Problem ▸ Please count the lines below that contain the string "flower", treating uppercase and lowercase as different, and give only that number.

Image entries for named regions
####################

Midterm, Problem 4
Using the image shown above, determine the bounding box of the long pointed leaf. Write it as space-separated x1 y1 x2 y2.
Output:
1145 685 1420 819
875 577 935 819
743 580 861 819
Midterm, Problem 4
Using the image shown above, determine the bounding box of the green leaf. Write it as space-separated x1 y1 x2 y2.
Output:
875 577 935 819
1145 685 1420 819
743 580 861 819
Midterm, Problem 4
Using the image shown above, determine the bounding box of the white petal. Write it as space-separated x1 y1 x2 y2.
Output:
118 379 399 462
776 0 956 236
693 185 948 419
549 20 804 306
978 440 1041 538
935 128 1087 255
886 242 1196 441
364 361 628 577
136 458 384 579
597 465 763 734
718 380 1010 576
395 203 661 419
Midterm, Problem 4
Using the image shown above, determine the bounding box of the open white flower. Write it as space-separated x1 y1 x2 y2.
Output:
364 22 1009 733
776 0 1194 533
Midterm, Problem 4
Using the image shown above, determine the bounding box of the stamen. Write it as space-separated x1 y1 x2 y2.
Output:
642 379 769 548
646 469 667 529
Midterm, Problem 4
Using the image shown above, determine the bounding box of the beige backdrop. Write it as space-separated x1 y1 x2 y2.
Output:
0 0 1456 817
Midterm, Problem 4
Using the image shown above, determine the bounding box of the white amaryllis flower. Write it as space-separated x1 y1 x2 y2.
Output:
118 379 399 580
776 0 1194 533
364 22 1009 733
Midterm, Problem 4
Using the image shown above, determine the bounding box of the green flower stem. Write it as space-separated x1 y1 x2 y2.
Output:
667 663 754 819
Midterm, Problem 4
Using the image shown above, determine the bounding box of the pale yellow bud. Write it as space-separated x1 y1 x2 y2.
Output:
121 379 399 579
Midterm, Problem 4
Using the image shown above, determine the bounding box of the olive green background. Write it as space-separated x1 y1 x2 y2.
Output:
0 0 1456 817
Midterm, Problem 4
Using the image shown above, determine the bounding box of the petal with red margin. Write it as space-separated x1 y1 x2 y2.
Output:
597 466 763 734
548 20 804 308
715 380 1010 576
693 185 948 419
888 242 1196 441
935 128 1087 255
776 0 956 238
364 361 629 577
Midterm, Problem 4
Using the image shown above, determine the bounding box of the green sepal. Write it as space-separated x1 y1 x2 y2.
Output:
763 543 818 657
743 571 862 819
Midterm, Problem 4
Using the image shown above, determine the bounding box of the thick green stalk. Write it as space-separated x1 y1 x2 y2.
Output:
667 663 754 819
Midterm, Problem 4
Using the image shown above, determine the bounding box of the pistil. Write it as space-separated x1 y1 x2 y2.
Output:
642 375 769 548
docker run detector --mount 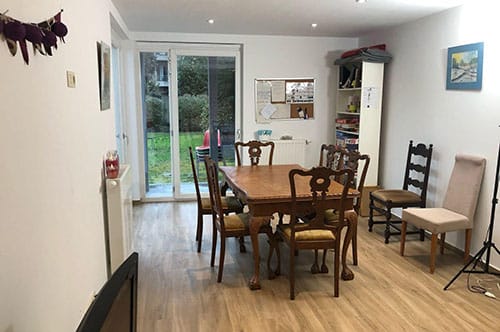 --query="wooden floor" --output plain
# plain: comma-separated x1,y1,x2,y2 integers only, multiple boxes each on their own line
134,202,500,332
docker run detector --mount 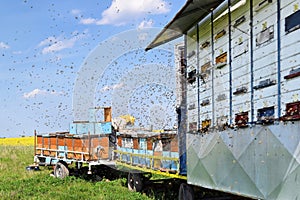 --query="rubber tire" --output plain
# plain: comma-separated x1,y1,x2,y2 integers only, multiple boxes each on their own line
127,173,143,192
178,183,195,200
54,162,69,179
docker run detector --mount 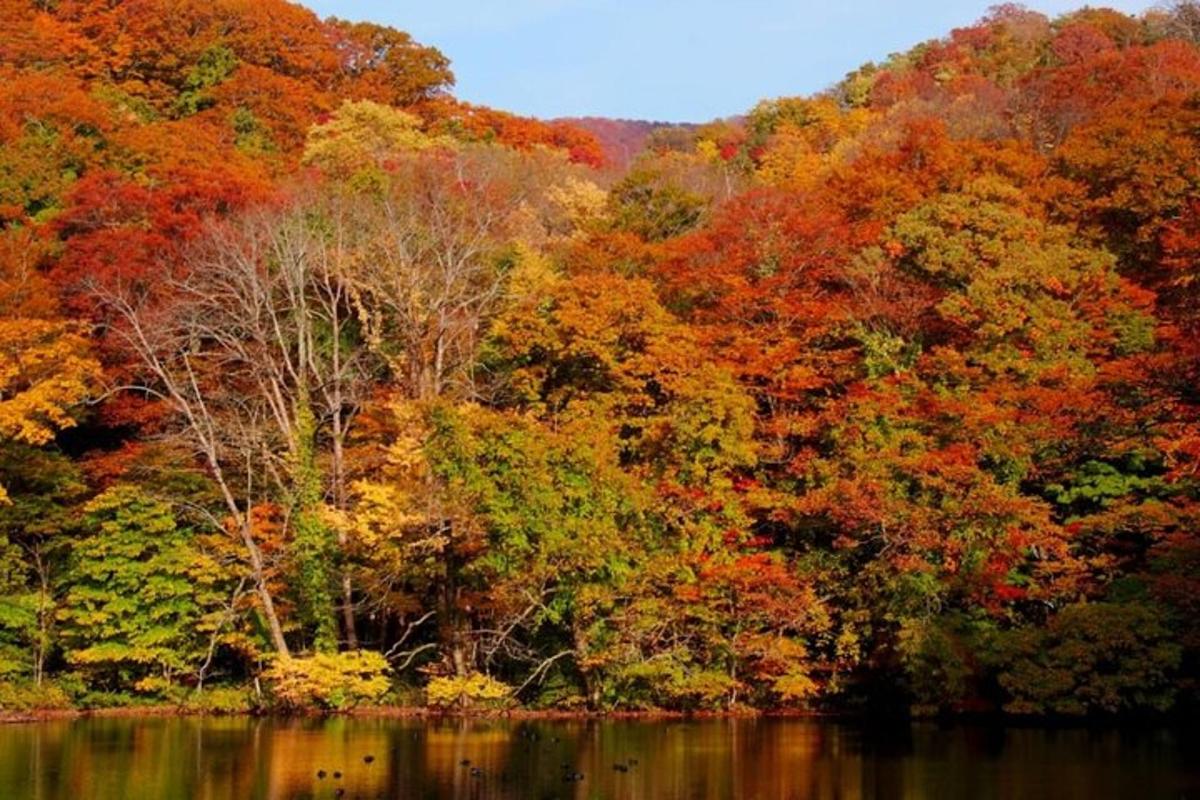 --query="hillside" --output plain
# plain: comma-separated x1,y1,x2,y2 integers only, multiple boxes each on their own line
0,0,1200,717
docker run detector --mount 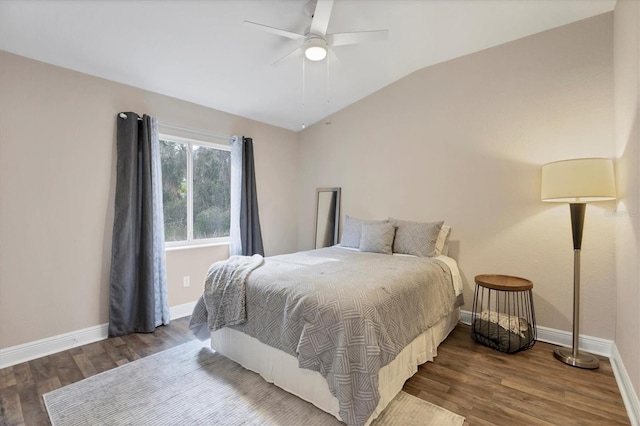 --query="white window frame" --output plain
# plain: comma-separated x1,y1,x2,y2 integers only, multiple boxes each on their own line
158,133,231,250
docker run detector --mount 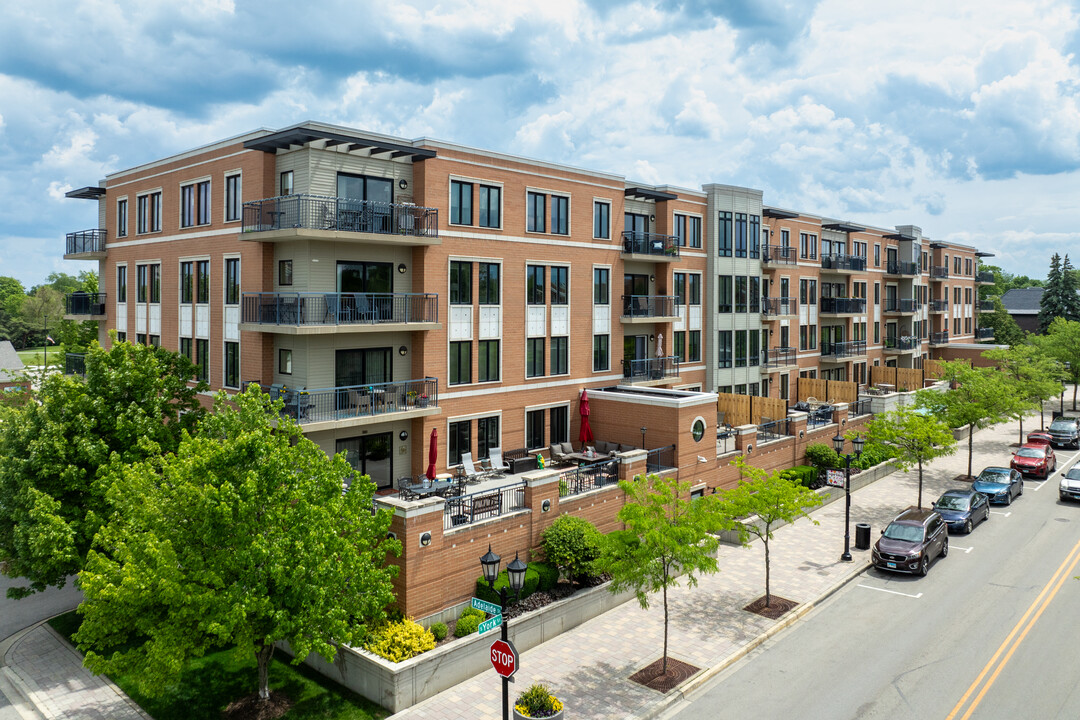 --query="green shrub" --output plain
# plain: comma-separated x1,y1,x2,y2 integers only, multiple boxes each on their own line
542,515,600,582
364,617,435,663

####################

Expected output ▸ 3